■ **文書の抜粋**
説明

撮像装置、カメラ、及び信号処理方法

【課題】 撮像装置においてIRCFを用いなくとも良好な色再現性を実現し、S/Nを改善する。
【解決手段】 入射光に対応した第1の色信号R5、G5、B5と、第1の色信号に第1の定数iを指数としてべき乗することによって得られる値に概して等しく、入力レベルの小さい範囲においては利得が制限された色信号と、第1の色信号に第2の定数jを指数としてべき乗することによって得られる値に近似する値の色信号と、これらに対するマトリクス係数との乗算を含むマトリクス演算を行って、第2の色信号R6、G6、B6を得る。第1及び第2の定数及びマトリクス係数は、色信号生成手段20と分光感度特性補正手段6の総合的な特性が、人間の色覚特性又はそれを線形変換することによって得られる分光感度特性に近似したものとなるように定められている。

【発明の詳細な説明】
【技術分野】
【0001】
この発明は、撮像装置に関し、特に赤外除去フィルタ(IRCF)を用いずに比視感度補正を行う信号処理手段を具備した撮像装置に関する。本発明はまた、そのような撮像装置を備えたカメラに関するものである。本発明はさらに、そのような撮像装置における信号処理方法に関する。

■ **短い問題 A**
撮像装置の文書から、「撮像装置、カメラ、及び信号処理方法」と「となるように定められている。」の間を、その両方を含めて一字一句たがえずに打ち直せ。
■ **短い問題 B**
撮像装置の文書の最後の文に続けて、その先を書け。

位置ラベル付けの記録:

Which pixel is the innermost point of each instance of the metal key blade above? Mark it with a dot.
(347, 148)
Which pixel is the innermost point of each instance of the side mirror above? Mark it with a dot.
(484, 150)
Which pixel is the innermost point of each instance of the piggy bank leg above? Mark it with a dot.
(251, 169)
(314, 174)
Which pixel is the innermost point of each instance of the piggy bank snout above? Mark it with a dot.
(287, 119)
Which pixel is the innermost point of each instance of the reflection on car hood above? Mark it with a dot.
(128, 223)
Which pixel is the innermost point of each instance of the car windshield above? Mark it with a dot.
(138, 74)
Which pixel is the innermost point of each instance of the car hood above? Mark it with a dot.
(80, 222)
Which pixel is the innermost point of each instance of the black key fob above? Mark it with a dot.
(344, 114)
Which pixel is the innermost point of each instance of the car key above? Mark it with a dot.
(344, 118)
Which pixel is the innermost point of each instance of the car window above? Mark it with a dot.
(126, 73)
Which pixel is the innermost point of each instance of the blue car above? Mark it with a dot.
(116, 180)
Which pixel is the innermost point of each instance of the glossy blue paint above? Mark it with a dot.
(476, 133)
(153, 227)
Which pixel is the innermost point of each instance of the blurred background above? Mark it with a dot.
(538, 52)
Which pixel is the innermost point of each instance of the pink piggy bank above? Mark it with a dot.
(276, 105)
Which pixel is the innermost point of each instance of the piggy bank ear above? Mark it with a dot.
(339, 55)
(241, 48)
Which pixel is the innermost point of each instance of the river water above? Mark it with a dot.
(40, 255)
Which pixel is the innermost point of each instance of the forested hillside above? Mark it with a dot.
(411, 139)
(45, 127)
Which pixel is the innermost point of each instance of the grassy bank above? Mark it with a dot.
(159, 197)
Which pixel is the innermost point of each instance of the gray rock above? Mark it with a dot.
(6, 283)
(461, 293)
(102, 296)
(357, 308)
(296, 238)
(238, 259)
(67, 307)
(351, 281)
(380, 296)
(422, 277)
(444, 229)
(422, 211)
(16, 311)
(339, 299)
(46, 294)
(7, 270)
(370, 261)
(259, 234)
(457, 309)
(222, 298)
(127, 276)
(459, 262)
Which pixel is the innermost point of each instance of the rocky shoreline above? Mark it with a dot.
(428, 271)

■ **演習の解答 A**
撮像装置、カメラ、及び信号処理方法

【課題】 撮像装置においてIRCFを用いなくとも良好な色再現性を実現し、S/Nを改善する。
【解決手段】 入射光に対応した第1の色信号R5、G5、B5と、第1の色信号に第1の定数iを指数としてべき乗することによって得られる値に概して等しく、入力レベルの小さい範囲においては利得が制限された色信号と、第1の色信号に第2の定数jを指数としてべき乗することによって得られる値に近似する値の色信号と、これらに対するマトリクス係数との乗算を含むマトリクス演算を行って、第2の色信号R6、G6、B6を得る。第1及び第2の定数及びマトリクス係数は、色信号生成手段20と分光感度特性補正手段6の総合的な特性が、人間の色覚特性又はそれを線形変換することによって得られる分光感度特性に近似したものとなるように定められている。

■ **演習の解答 B**
【背景技術】
【0002】
従来の撮像装置は、入射光を結像するレンズと、レンズにより結像した光学像を電気信号に変換する撮像素子と、撮像素子から得られた電気信号に対し信号処理を施すことにより所定の画像信号を得る信号処理手段とを有している。
通常撮像素子として用いるCCD(Charge Coupled Device)センサー又はCMOS(Complimentary Metal Oxide)センサを一枚だけで撮像装置を構成する場合、即ち、単板式のセンサーにおいては、色分解を行う色フィルタとして、画素ごとに異なる色のものがセンサー上に設けられている。
赤(R)、緑(G)、青(B)の色信号を得るには、R、G、Bに対応する光の帯域を透過させる、R、G、Bの原色フィルタを用いる場合と、マジェンタ(Mg)、シアン(Cy)、イエロー(Ye)、Gの補色フィルタを用いる場合がある。上記のいずれの色フィルタも染料もしくは顔料を用いて目的の色を透過させるようにその分光透過特性が設計されているが、近赤外領域でも一定の透過率を有する。また、撮像素子の光電変換部は主にシリコン(Si)などの半導体で構成されているため、光電変換部の分光感度特性は波長の長い近赤外光まで感度を有している。よって、色フィルタを具備した撮像素子から得られた信号は近赤外領域の光線にも反応している。
【0003】
一方、人間の色に対する感度特性である色覚特性および明るさに対する感度特性である比視感度特性はその感度が可視域といわれる380nmから780nmまでの感度特性であり、700nmより長波長域ではほとんど感度を有さない。そこで、撮像装置の色再現性を人間の色覚特性に合わせるためには、撮像素子の前に近赤外領域の光線を通過させない視感度補正用の赤外線除去フィルタ(以後、IRCF:Infrared Cut Filter)を設ける必要があった。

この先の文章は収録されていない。